From the entries below, copy out all lines holding "window".

### [ENTRIES SUPPLIED]
────────────────

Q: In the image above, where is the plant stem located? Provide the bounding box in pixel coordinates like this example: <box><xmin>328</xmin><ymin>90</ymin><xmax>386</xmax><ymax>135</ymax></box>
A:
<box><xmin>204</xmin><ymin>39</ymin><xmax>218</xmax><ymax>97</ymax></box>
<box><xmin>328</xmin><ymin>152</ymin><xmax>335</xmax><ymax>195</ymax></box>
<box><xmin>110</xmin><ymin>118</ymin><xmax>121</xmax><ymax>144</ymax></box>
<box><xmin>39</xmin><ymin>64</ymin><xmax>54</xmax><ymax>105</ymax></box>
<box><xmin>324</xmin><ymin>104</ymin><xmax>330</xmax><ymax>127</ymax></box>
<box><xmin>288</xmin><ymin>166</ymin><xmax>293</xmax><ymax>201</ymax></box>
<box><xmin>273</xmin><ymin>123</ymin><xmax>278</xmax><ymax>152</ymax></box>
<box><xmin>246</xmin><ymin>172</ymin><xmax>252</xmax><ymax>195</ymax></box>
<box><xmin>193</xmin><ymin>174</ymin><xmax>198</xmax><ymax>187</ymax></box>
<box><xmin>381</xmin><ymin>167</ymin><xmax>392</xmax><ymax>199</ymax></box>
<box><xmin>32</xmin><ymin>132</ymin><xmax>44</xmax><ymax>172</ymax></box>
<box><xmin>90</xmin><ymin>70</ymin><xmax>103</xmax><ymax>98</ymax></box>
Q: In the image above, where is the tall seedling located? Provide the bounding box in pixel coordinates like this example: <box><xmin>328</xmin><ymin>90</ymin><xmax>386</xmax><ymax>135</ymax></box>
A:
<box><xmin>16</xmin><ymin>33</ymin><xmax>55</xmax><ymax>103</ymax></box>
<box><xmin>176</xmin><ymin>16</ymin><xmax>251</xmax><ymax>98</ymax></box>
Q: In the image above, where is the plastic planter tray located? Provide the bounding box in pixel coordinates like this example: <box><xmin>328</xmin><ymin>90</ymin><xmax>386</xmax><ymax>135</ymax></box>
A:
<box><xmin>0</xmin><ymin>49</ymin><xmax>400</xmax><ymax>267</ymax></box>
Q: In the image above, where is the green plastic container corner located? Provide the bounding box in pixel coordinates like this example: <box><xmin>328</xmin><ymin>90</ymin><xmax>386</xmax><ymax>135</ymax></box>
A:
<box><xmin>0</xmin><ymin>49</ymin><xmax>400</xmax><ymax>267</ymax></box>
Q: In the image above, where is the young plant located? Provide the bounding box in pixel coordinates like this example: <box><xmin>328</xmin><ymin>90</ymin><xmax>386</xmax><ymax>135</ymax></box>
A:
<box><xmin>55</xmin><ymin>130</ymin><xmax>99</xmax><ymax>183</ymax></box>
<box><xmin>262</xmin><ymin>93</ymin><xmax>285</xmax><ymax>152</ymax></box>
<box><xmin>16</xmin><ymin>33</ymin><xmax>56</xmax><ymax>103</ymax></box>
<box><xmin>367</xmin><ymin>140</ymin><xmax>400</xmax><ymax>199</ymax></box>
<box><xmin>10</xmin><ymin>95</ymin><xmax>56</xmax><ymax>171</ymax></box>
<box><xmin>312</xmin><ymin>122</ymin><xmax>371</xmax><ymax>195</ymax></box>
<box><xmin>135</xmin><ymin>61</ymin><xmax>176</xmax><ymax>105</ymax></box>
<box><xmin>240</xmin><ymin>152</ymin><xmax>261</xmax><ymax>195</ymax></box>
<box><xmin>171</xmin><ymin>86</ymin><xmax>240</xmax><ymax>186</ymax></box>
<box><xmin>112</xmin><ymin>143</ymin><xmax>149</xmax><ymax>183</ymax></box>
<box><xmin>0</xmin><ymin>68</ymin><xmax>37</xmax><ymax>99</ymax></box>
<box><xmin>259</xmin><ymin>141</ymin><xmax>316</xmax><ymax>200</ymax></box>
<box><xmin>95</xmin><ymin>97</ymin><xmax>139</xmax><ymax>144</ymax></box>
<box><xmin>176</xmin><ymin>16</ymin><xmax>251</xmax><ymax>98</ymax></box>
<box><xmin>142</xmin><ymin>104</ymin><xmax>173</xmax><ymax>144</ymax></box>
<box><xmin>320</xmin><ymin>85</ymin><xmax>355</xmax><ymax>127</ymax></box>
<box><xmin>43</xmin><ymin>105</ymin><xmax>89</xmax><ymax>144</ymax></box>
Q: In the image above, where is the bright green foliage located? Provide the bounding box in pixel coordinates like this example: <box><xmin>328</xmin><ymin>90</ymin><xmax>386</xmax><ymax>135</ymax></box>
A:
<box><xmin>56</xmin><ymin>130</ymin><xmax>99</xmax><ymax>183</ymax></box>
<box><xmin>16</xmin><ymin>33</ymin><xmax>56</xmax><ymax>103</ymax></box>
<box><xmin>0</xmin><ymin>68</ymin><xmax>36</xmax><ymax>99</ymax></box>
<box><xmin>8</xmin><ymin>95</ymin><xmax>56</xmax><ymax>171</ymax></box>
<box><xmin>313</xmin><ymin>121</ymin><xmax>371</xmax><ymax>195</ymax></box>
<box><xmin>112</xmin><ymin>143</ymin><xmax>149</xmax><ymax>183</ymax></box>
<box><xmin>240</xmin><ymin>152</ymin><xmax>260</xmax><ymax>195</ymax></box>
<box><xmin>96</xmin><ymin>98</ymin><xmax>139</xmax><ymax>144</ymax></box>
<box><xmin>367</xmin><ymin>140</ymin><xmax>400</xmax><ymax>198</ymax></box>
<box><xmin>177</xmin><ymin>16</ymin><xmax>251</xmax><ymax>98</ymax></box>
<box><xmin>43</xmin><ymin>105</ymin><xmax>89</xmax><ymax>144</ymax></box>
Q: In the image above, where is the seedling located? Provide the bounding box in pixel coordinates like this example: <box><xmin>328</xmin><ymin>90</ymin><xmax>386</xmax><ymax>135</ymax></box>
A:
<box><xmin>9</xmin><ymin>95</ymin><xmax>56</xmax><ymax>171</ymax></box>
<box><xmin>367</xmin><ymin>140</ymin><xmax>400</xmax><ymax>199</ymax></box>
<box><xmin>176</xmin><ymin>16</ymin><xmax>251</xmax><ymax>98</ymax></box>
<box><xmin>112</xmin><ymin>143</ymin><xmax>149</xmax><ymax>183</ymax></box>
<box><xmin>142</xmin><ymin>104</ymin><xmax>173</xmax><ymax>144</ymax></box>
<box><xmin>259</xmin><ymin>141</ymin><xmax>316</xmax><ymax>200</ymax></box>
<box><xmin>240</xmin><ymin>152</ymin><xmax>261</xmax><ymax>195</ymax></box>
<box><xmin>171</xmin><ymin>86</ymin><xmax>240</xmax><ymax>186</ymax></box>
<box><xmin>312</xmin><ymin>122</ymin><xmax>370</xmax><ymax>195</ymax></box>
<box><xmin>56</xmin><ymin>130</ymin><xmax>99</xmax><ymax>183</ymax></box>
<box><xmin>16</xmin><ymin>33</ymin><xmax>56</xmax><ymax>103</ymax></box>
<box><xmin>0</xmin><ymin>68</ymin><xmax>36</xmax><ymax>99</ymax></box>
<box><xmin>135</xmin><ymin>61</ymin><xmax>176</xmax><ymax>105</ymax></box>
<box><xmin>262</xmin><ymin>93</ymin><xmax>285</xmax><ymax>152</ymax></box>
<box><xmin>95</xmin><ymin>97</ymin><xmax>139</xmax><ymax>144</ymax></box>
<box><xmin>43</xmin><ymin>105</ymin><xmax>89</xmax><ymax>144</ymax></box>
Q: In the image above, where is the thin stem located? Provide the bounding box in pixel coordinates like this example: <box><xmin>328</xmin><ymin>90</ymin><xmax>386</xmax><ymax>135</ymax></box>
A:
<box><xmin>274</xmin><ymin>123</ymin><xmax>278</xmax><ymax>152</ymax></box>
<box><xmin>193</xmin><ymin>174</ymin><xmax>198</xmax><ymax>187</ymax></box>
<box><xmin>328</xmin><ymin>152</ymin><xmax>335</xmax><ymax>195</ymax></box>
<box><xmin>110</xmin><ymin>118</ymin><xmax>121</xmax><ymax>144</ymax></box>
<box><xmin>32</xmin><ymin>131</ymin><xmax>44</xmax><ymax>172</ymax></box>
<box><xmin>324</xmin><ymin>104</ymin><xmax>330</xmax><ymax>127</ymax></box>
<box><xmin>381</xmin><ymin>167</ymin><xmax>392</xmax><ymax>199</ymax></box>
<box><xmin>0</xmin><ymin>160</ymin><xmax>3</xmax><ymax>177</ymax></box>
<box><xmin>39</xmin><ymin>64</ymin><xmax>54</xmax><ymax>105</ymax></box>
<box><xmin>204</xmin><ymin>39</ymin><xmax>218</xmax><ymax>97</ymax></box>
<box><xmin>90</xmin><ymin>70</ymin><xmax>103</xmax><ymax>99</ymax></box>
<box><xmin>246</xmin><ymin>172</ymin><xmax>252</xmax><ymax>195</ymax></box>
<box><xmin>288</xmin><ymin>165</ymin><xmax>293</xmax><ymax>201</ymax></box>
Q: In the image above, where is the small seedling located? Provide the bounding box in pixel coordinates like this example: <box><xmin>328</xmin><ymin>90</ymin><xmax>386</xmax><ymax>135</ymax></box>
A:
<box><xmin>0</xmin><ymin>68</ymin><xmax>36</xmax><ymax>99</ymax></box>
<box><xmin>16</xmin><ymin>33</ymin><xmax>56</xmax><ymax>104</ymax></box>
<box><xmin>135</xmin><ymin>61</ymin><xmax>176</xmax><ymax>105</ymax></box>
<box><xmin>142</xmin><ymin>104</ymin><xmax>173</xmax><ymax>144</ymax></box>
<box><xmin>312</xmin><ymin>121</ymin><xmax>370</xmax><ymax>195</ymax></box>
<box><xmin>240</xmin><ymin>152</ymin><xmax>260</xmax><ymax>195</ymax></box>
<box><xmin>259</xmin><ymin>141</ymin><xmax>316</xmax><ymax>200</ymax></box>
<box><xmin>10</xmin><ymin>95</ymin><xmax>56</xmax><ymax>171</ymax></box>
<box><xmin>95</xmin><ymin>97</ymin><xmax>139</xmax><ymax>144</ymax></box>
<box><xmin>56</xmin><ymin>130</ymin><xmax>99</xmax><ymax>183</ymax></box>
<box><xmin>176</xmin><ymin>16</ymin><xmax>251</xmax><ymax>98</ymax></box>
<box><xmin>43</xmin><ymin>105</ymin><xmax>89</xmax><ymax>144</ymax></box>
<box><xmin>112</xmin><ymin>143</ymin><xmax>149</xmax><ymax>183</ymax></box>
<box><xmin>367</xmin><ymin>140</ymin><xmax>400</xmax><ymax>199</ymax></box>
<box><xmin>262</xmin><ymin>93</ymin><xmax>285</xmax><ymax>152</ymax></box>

────────────────

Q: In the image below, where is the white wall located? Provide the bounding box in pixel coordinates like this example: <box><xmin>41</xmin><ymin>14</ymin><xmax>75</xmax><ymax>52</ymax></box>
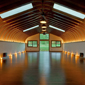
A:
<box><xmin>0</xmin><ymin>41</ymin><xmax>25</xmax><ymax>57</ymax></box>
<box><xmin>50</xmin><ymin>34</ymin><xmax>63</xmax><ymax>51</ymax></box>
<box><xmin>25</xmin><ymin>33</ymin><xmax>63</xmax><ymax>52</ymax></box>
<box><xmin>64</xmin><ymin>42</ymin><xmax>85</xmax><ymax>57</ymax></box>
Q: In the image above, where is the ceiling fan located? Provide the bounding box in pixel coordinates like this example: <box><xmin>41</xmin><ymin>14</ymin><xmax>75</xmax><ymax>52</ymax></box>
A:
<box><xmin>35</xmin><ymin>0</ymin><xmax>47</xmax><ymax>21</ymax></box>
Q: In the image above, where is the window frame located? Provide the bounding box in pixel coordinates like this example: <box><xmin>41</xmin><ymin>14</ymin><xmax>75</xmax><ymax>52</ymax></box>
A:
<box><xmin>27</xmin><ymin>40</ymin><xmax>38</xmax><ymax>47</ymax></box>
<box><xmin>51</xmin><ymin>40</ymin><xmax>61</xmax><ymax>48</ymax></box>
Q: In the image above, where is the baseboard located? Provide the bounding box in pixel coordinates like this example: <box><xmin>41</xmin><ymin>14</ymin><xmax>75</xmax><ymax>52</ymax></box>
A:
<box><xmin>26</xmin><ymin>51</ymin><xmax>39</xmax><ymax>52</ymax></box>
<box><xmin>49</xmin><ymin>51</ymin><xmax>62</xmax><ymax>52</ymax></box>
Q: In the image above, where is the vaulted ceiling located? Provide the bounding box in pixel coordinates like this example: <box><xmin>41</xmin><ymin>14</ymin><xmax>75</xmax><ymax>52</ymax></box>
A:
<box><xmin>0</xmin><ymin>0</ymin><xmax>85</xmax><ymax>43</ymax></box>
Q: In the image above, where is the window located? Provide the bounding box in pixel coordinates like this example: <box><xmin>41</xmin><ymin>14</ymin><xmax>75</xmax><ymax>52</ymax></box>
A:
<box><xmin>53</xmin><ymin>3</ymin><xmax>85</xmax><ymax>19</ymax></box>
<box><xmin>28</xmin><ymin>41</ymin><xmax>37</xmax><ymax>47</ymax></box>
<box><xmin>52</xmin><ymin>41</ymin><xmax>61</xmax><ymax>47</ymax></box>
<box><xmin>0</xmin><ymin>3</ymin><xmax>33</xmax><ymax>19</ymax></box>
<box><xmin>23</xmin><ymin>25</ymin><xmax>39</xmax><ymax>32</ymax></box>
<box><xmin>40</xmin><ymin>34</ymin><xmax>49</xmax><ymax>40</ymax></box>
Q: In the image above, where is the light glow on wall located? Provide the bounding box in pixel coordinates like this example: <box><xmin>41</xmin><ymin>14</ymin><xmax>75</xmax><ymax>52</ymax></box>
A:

────────────────

### [TASK ANSWER]
Q: In the image above, where is the window frame located? Provide the bounding box in pixel coordinates like this example: <box><xmin>41</xmin><ymin>14</ymin><xmax>75</xmax><ymax>52</ymax></box>
Q: In the image above, where is the window located? Provide the bounding box in pixel coordinates like this example: <box><xmin>41</xmin><ymin>14</ymin><xmax>75</xmax><ymax>52</ymax></box>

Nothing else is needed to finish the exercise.